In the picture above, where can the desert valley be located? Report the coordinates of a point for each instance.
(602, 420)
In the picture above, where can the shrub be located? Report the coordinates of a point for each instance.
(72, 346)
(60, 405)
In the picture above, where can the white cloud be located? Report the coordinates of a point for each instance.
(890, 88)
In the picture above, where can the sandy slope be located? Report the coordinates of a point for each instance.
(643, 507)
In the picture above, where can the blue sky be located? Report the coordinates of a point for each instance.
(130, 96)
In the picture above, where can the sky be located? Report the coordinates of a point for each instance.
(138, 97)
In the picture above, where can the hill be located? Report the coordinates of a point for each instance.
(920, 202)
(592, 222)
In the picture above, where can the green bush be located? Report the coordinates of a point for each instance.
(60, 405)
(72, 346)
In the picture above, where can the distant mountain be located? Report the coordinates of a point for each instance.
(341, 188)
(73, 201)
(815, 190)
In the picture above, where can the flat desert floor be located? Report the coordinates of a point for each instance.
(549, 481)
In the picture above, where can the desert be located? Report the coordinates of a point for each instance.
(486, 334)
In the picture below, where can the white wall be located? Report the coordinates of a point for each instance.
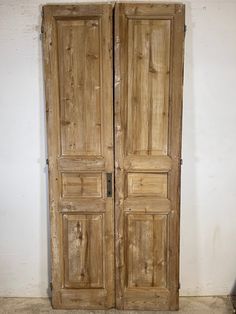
(208, 232)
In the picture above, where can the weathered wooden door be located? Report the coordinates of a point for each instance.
(78, 72)
(148, 105)
(144, 226)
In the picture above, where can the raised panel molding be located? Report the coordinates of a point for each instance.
(77, 185)
(79, 79)
(83, 245)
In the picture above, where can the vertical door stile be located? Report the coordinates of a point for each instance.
(148, 107)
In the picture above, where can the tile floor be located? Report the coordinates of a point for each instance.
(188, 305)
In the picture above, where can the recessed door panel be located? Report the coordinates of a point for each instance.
(147, 250)
(148, 86)
(83, 245)
(79, 64)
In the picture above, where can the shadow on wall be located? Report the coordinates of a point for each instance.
(189, 256)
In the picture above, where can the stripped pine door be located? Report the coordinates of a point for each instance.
(148, 104)
(139, 239)
(78, 81)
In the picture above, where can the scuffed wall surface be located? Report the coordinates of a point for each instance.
(208, 233)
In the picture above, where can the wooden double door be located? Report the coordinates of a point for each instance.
(113, 83)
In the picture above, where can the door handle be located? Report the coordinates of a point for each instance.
(109, 184)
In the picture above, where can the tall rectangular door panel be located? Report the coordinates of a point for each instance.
(78, 52)
(148, 106)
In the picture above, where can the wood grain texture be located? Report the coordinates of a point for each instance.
- - -
• WHAT IS REQUIRED
Render every line of all the records above as a Markdown table with the columns Row and Record line, numbering the rows and skipping blank lines. Leave the pictures out of the table.

• RESPONSE
| Row | Record line |
|---|---|
| 1 | In the picture above, where can the desert valley be located? Report the coordinates of a point for each instance. |
| 2 | (602, 420) |
| 3 | In the picture above, where can the shrub be located? Report the coordinates of a point for each instance. |
| 4 | (72, 346) |
| 5 | (60, 405) |
| 6 | In the picture above, where can the white cloud be located? Report the coordinates of a point for each instance. |
| 7 | (890, 88) |
| 8 | In the picture above, where can the sandy slope be located? Report the coordinates of a point for each instance. |
| 9 | (643, 507) |
| 10 | In the picture above, where can the blue sky be located? Report the coordinates of a point for each instance. |
| 11 | (130, 96) |
| 12 | In the picture above, where can the sky be located? Report the coordinates of a point for each instance. |
| 13 | (138, 97) |
| 14 | In the picture above, where can the hill be located? Report the coordinates of a point for each instance. |
| 15 | (920, 202) |
| 16 | (592, 222) |
| 17 | In the picture above, where can the green bush be located? Report the coordinates of a point for each instance. |
| 18 | (60, 405) |
| 19 | (72, 346) |
| 20 | In the picture above, where can the distant mountain be located? Report the coordinates of a point for each instance. |
| 21 | (341, 188) |
| 22 | (73, 201) |
| 23 | (815, 190) |
| 24 | In the picture above, where can the flat desert floor be located? Report the coordinates of a point for each instance. |
| 25 | (549, 481) |
| 26 | In the picture above, where can the desert be located? Report the coordinates of a point for each instance. |
| 27 | (486, 334) |
| 28 | In the picture below, where can the white wall be located? Report the coordinates of a point for each instance. |
| 29 | (208, 232) |
| 30 | In the picture above, where can the weathered wooden door be located? Report the coordinates of a point for each instance. |
| 31 | (78, 72) |
| 32 | (148, 105) |
| 33 | (144, 226) |
| 34 | In the picture above, where can the raised panel molding be located? Report the coordinates of a point for each instance. |
| 35 | (77, 185) |
| 36 | (79, 79) |
| 37 | (83, 245) |
| 38 | In the picture above, where can the vertical door stile be located? Report the coordinates of a point for each instance. |
| 39 | (148, 107) |
| 40 | In the picture above, where can the tile floor be located? Report the coordinates of a point for each instance. |
| 41 | (188, 305) |
| 42 | In the picture above, where can the recessed door panel be located? Report the coordinates of a point for each instance. |
| 43 | (147, 250) |
| 44 | (148, 86) |
| 45 | (83, 245) |
| 46 | (79, 64) |
| 47 | In the picture above, where can the shadow on wall be located? Report the coordinates of a point for each instance. |
| 48 | (189, 256) |
| 49 | In the picture above, where can the stripped pine door be located? Report the coordinates of a point for each instance. |
| 50 | (148, 104) |
| 51 | (139, 239) |
| 52 | (78, 81) |
| 53 | In the picture above, where can the scuffed wall surface be located? Report the coordinates of a point for each instance. |
| 54 | (208, 233) |
| 55 | In the picture above, where can the wooden double door be located? Report the coordinates of a point for each instance. |
| 56 | (113, 83) |
| 57 | In the picture above, where can the door handle be located? Report the coordinates of a point for each instance. |
| 58 | (109, 184) |
| 59 | In the picture above, where can the tall rectangular door panel be located? Report the coordinates of a point for each instance. |
| 60 | (78, 52) |
| 61 | (148, 106) |
| 62 | In the picture above, where can the wood grain texture be located? Report the coordinates of a point for each instance. |